Your instructions>
Reproduce verbatim the final portion of the material below, from the line containing "the khaki shorts" through its last line, and nothing else.

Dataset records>

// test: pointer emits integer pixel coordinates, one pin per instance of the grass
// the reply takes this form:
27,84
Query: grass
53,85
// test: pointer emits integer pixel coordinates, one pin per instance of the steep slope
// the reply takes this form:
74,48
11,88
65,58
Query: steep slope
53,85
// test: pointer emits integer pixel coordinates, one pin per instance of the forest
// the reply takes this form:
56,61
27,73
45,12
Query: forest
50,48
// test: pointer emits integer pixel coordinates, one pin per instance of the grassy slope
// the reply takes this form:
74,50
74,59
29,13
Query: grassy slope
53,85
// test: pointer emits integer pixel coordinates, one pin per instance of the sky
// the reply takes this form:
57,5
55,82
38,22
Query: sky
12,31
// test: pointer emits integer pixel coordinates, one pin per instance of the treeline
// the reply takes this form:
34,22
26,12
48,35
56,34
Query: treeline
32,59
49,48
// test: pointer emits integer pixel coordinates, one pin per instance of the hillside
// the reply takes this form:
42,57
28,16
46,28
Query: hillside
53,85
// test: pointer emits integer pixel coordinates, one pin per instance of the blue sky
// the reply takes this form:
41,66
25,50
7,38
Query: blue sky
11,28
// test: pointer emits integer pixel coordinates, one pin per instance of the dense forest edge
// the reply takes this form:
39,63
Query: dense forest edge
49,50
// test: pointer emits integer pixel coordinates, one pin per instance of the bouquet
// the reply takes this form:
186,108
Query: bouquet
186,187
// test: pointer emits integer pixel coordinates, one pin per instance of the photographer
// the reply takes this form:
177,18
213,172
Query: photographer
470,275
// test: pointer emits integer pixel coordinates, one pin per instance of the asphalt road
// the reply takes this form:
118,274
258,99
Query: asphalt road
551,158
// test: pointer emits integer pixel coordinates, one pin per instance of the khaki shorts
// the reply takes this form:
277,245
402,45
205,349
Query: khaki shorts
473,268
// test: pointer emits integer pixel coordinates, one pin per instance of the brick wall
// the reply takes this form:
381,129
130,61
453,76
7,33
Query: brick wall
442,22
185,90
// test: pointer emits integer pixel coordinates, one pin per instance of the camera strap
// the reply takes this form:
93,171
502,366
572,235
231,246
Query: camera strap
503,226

Task output>
// test: pointer emits integer pixel coordinates, one pin per instance of the khaki shorts
// the reply takes this form:
277,245
402,45
205,349
Query: khaki shorts
473,268
// test: pointer emits integer pixel coordinates, one pin per instance of the brick wall
// the reply takes this form:
381,129
130,61
453,76
7,33
Query: brick wall
442,22
185,90
// test: pointer emits integer pixel coordinates, one pin per instance of the camera strap
// the reply takes this form:
93,171
502,366
572,235
231,246
Query: camera strap
503,226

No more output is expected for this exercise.